§ **Given passage**:
Committed in r24815.

On Thursday, June 23, 2011 at 4:19 PM, Ralph Castain wrote:

> 
> On Jun 23, 2011, at 2:14 PM, Wesley Bland wrote:
> > Maybe before the ORTED saw the signal, it detected a communication failure 
> > and reacted to that. 
> 
> Quite possible. However, remember that procs local to mpirun (in most 
> environments) directly receive the ctrl-c instead of the orted getting a cmd 
> from mpirun to kill them. Thus, they "abort_by_signal" rather than "terminate 
> by cmd".
> 
> I've had this problem a lot on my Mac, in particular. The ctrl-c is seen 
> directly by the procs, so the abort code path is totally different.
> 
> 
> > Either way, I haven't had any trouble being able to ctrl-c out of my 
> > applications. I'll go ahead and comment the code out of the HNP and if we 
> > want to put it back later, it will be there.

§ **Data for review**:
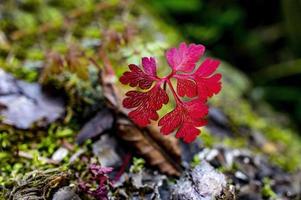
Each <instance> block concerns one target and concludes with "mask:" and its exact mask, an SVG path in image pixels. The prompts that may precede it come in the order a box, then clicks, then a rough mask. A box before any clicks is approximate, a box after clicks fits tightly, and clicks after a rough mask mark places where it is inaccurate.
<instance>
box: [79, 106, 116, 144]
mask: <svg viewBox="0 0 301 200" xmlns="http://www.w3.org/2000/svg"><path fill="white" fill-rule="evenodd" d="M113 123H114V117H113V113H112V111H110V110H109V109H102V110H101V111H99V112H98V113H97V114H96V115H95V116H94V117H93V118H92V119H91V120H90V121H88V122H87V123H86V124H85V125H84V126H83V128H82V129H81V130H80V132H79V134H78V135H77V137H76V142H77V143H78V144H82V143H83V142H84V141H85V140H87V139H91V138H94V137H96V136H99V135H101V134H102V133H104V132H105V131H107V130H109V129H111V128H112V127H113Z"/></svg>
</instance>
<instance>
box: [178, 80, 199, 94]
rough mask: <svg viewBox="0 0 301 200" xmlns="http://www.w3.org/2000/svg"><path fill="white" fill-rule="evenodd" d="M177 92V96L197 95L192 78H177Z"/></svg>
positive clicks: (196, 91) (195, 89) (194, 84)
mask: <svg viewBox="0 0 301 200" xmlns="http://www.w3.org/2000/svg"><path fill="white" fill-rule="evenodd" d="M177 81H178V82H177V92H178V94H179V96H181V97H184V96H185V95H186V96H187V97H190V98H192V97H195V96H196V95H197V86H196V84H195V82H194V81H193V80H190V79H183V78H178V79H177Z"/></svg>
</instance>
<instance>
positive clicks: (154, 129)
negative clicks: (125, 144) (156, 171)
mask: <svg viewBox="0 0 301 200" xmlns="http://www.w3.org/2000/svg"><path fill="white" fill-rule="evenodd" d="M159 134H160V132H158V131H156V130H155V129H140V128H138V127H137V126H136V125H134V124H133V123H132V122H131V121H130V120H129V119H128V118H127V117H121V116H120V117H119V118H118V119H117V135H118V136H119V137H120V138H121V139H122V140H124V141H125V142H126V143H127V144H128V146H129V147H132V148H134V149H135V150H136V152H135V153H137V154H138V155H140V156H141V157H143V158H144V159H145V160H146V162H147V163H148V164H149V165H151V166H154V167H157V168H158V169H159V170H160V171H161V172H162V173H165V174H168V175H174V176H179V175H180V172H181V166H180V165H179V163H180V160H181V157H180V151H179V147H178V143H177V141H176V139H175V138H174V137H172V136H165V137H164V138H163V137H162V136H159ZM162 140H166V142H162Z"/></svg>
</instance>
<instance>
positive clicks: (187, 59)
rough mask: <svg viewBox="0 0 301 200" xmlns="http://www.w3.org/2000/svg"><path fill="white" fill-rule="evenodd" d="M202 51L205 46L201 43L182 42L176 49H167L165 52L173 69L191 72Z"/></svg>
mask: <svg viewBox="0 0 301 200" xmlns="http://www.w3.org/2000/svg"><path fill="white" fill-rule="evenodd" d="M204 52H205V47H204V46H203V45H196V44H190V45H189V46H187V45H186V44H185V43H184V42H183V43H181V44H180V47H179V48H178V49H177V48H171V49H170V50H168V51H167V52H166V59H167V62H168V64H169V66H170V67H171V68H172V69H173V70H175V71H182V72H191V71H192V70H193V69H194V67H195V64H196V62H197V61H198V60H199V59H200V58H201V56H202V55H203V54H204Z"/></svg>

...

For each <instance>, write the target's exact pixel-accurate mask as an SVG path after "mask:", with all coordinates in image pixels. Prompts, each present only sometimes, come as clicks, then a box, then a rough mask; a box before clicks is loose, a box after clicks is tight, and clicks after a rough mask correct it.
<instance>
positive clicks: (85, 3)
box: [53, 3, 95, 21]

§ **Job 1**:
Answer these questions from the ctrl-c thread:
(a) In which revision was the change committed?
(b) On which machine has Ralph Castain had this problem a lot?
(c) Out of what will Wesley Bland comment the code?
§ **Job 2**: Carry on the ctrl-c thread from its last line.
The records have nothing to do with the ctrl-c thread.

§ **Answer box 1**:
(a) r24815
(b) His Mac
(c) The HNP

§ **Answer box 2**:
> > 
> > On Thursday, June 23, 2011 at 4:05 PM, Ralph Castain wrote:
> > 
> > > 
> > > On Jun 23, 2011, at 1:59 PM, Wesley Bland wrote:
> > > > I don't see any code in the orted errmgr that deals with the state 
> > > > ORTE_PROC_STATE_ABORTED_BY_SIG however the HNP does deal with that 
> > > > state.
> > > 
> > > Like I said, the orted just passes it along - as it does with all failure 
> > > states.
> > > 
> > > > 
> > > > The discussion Josh and I were having was whether or not to remove the 
> > > > code dealing with ORTE_PROC_STATE_ABORTED_BY_SIG from the HNP so that 
> > > > the processes running on that node can also be aborted by a kill signal 
> > > > and allow the rest of the job to run.
> > > 
> > > I don't see any reason to treat that state any differently than all the 
> > > other failure states. However, be careful - if someone -wants- to kill 
> > > the job, then we need to ensure they can do so - i.e., if mpirun 
> > > sigterms/sigkills a proc, we don't want it auto-recovering or we'll never 
> > > ctrl-c out of mpirun.
> > > 
> > > In my branch, I have a special code for procs terminated deliberately by 
> > > mpirun - pretty sure I put that code back into the trunk, but I don't 
> > > believe the trunk errmgr modules know what to do with it 
> > > (TERMINATED_BY_CMD).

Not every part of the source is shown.